Set task 1
Retype the portion of the thread on accessing API values in Python that lies between "How do i access" and "print(data_structure)", inclusive, reproducing it character for character.

┌─ Extracted text

How do i access and manipulate the api values - python

I would like some direction on how i can access the data and do some modifications etc. for example accessing and listing only emails, etc please
import requests,json
api = "https://reqres.in/api/users?page=2"
test = requests.get(api)
x = test.json()
data_structure = []
data_structure.append(x)
print(data_structure)
Output
[{'page': 2, 'per_page': 6, 'total': 12, 'total_pages': 2, 'data': [{'id': 7, 'email': 'michael.lawson#reqres.in', 'first_name': 'Michael', 'last_name': 'Lawson', 'avatar': 'https://reqres.in/img/faces/7-image.jpg'}, {'id': 8, 'email': 'lindsay.ferguson#reqres.in', 'first_name': 'Lindsay', 'last_name': 'Ferguson', 'avatar': 'https://reqres.in/img/faces/8-image.jpg'}, {'id': 9, 'email': 'tobias.funke#reqres.in', 'first_name': 'Tobias', 'last_name': 'Funke', 'avatar': 'https://reqres.in/img/faces/9-image.jpg'}, {'id': 10, 'email': 'byron.fields#reqres.in', 'first_name': 'Byron', 'last_name': 'Fields', 'avatar': 'https://reqres.in/img/faces/10-image.jpg'}, {'id': 11, 'email': 'george.edwards#reqres.in', 'first_name': 'George', 'last_name': 'Edwards', 'avatar': 'https://reqres.in/img/faces/11-image.jpg'}, {'id': 12, 'email': 'rachel.howell#reqres.in', 'first_name': 'Rachel', 'last_name': 'Howell', 'avatar': 'https://reqres.in/img/faces/12-image.jpg'}], 'support': {'url': 'https://reqres.in/#support-heading', 'text': 'To keep ReqRes free, contributions towards server costs are appreciated!'}}]

First, I highly recommend you to install the JSON Viewer extension, which will help you a lot to see what's going on your API.
https://chrome.google.com/webstore/detail/json-viewer/gbmdgpbipfallnflgajpaliibnhdgobh?hl=es
Then, you don't need to create a new list, since the x = test.json() already outputs the same dictionary you brought from the API.

└─
┌─ Recorded information

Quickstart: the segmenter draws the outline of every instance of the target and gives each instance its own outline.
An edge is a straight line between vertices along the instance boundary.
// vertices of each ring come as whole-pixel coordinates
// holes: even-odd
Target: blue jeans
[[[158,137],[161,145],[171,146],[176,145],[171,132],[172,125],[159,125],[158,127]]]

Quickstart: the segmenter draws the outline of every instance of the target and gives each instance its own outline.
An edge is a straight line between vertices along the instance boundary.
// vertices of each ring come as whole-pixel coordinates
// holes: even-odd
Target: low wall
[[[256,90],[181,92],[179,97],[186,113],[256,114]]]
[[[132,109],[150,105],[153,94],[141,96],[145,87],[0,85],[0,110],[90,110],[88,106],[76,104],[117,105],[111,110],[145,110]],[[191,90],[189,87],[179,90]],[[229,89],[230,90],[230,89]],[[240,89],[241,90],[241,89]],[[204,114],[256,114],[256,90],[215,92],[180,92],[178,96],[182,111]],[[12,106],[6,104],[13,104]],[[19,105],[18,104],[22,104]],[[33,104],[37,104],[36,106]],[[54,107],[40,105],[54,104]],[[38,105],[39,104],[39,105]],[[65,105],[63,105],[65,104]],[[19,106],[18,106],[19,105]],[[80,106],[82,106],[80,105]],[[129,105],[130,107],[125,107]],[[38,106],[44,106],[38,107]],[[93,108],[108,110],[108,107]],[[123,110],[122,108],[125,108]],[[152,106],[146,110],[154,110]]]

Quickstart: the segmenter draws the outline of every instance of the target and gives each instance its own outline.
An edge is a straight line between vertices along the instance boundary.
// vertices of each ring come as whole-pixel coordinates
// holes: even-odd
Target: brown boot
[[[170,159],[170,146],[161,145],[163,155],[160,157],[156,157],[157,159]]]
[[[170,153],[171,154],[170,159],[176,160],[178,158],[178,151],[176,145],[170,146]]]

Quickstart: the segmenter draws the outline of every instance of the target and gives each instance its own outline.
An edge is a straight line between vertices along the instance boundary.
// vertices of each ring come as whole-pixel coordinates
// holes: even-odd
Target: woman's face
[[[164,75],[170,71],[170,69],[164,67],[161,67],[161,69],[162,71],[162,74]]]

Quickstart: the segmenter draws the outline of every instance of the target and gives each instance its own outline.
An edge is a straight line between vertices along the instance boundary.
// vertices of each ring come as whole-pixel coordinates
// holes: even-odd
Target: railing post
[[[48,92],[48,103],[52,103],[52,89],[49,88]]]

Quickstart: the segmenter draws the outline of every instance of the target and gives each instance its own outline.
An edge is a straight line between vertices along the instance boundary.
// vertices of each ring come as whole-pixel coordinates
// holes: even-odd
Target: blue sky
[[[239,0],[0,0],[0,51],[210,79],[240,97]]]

└─
┌─ Recorded information

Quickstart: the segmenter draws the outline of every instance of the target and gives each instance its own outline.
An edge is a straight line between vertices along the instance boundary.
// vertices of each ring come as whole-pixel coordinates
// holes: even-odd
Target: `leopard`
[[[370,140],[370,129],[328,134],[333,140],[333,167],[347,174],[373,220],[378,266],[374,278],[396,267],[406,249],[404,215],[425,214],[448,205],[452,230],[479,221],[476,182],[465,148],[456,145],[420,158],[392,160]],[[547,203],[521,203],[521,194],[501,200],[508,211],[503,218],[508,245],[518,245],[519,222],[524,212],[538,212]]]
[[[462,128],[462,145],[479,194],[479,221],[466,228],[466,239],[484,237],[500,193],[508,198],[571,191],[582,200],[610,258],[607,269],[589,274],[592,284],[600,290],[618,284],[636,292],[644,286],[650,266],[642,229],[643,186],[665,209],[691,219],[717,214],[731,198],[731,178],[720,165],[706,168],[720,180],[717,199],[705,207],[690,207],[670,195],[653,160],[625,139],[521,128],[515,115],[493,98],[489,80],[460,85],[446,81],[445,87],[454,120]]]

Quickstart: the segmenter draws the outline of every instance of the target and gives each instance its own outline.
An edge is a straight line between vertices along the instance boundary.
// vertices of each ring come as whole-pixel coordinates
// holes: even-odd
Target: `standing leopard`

└─
┌─ Recorded information

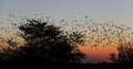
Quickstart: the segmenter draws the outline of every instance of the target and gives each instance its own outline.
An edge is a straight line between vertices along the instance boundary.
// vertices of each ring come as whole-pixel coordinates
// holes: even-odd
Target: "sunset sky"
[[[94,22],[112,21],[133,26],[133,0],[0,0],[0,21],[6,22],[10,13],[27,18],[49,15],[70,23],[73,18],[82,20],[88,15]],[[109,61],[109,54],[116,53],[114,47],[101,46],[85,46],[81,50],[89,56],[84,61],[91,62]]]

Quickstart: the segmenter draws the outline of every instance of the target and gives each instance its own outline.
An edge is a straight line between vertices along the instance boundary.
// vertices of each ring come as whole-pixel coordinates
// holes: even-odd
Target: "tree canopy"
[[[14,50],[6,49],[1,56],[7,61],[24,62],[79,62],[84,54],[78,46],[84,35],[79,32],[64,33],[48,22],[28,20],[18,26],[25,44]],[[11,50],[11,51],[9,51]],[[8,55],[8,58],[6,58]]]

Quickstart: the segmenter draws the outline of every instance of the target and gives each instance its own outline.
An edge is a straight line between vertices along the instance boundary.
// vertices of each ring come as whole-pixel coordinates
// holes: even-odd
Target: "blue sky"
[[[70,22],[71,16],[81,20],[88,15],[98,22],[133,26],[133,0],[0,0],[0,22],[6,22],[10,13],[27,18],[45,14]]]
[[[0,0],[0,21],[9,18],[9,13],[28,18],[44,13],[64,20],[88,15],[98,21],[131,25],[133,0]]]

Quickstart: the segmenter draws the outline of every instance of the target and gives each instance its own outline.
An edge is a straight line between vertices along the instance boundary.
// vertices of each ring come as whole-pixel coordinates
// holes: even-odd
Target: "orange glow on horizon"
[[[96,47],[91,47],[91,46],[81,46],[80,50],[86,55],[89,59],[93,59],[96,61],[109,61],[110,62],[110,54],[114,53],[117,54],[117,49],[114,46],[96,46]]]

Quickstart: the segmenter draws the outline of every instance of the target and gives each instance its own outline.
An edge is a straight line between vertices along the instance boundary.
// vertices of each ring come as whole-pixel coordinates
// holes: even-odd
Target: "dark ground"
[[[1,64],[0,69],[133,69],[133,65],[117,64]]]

└─

Set task 2
Gather every line of the records that contains the string "leopard". Letter case counts.

Correct result 1
How do i access and manipulate the api values - python

I would like some direction on how i can access the data and do some modifications etc. for example accessing and listing only emails, etc please
import requests,json
api = "https://reqres.in/api/users?page=2"
test = requests.get(api)
x = test.json()
data_structure = []
data_structure.append(x)
print(data_structure)

Correct result 2
Target: `leopard`
Target: `standing leopard`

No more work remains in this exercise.